---------- Dataset ----------

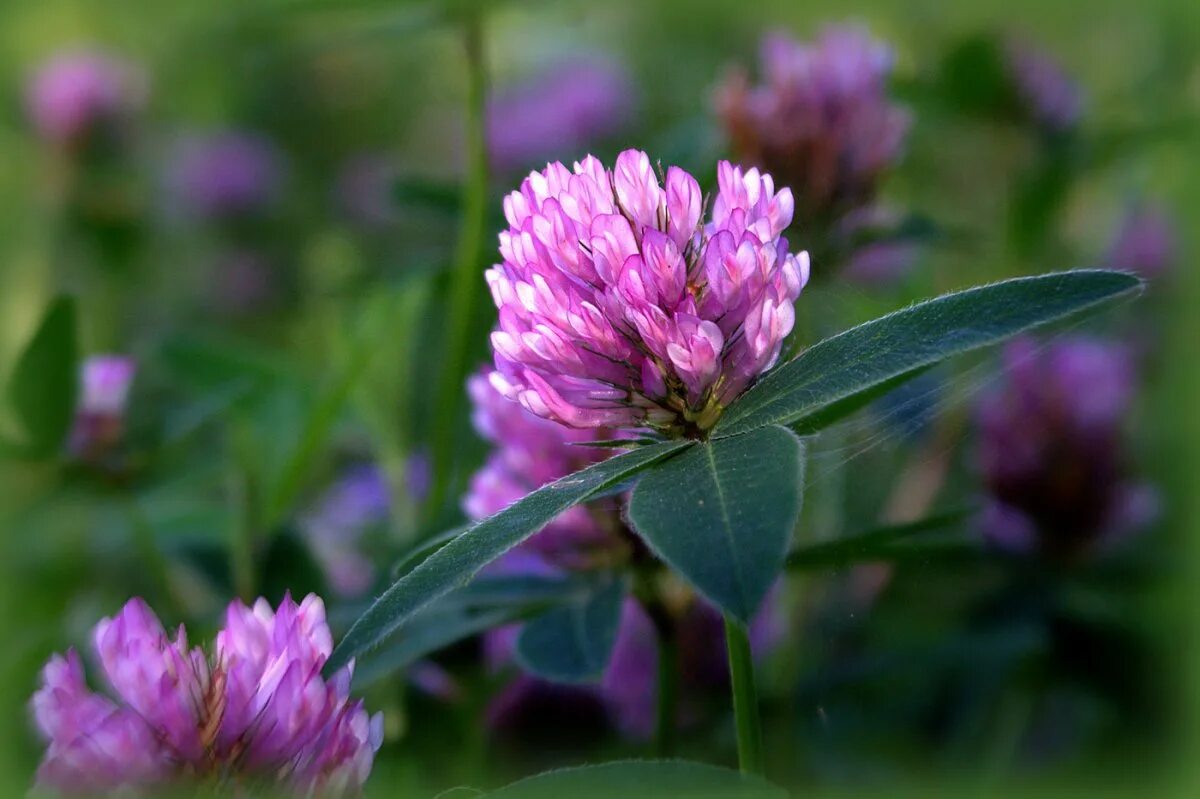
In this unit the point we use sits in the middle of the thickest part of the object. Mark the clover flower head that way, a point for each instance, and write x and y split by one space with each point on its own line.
621 307
529 452
1051 450
821 120
256 708
1048 95
569 106
76 95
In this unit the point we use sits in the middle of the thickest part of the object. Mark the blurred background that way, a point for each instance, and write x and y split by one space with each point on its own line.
263 210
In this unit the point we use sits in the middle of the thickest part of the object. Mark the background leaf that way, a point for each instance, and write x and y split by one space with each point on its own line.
723 514
863 358
658 779
574 643
45 383
460 559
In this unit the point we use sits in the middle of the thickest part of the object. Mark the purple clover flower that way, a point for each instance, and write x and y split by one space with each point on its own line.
1051 449
1146 242
529 452
359 500
77 95
1048 95
256 708
821 121
564 109
227 174
618 308
105 383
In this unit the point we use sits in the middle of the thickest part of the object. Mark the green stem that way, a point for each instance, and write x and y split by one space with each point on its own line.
745 698
667 694
466 282
241 534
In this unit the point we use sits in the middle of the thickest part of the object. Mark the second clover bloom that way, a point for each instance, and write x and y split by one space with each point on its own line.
619 306
821 120
256 708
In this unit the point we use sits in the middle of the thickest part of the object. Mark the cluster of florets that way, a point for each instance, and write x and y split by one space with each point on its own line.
821 120
257 709
1051 449
621 307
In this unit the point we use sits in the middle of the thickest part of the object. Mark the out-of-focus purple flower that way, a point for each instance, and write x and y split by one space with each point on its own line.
529 452
227 174
256 708
76 95
1048 95
1051 449
564 109
364 191
1145 244
621 308
105 383
358 502
821 121
628 690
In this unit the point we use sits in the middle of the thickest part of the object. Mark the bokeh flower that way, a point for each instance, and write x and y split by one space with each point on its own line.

----------

→ What you have to do:
Rewrite all the items above, swapping "thickest part" for "widest part" and leaving everything else the same. Leave the pictures out.

→ Result of this task:
In this unit the point we use sits in the middle of the widest part of the object. Mark the clover flower head that way, a point for each instance, and write x and y split by one space with each point on its own line.
621 307
529 452
1051 450
821 120
256 708
1048 95
569 106
76 95
In this unit the point we use sits in the middle of the widest part of the object. Mark the blurred background that way, a point for each instance, and write x and y split by one space with each point on its own line.
263 210
In this unit the point we use sits in the middle of the widest part of the object. Mark the background leaf that way, a point for each instance, and write x and y split by one space with each point on its own line.
723 514
863 358
658 779
574 643
45 383
460 559
In this unit the point we use sits in the middle of the widest part of the object. Mark the purple clover flower that way, a point for each instance, and write x and y split by one space with each point on its own line.
1051 449
1146 242
529 452
359 500
77 95
1048 95
256 708
821 121
564 109
227 174
618 308
105 383
In this unit the point we use sits in the middle of the widest part of the object. Mark the green stem that way, a point for each instance, and write x and y split by one space with each point on its own line.
745 698
667 694
466 282
241 534
In this unit the point we use sits in the middle of the widest part of the object. Mark the second clover bloom that way, a point for each instance, and write x and y split by one space with each point on its own line.
619 306
821 120
256 708
In this unit the point we use sits in the middle of the widest part of the object. Mark the cluster of florets that way, a point for each instance, and write x and y split by one space with each point on its own line.
821 120
257 709
1051 449
621 307
In this unit the point we use sits in the middle of the widest part of the object. Mark the out-of-focus purple flower that way, a point for each instance, and write x and y split by one space with each point on its own line.
529 452
227 174
256 708
76 95
1048 95
1051 449
564 109
364 191
1145 244
621 308
105 383
358 502
821 121
628 690
In this unit the point we use sits in the middle of the widest part of the object. Mark the bokeh flower that way, a point for each instance, and write x and y split by one space with each point on its own line.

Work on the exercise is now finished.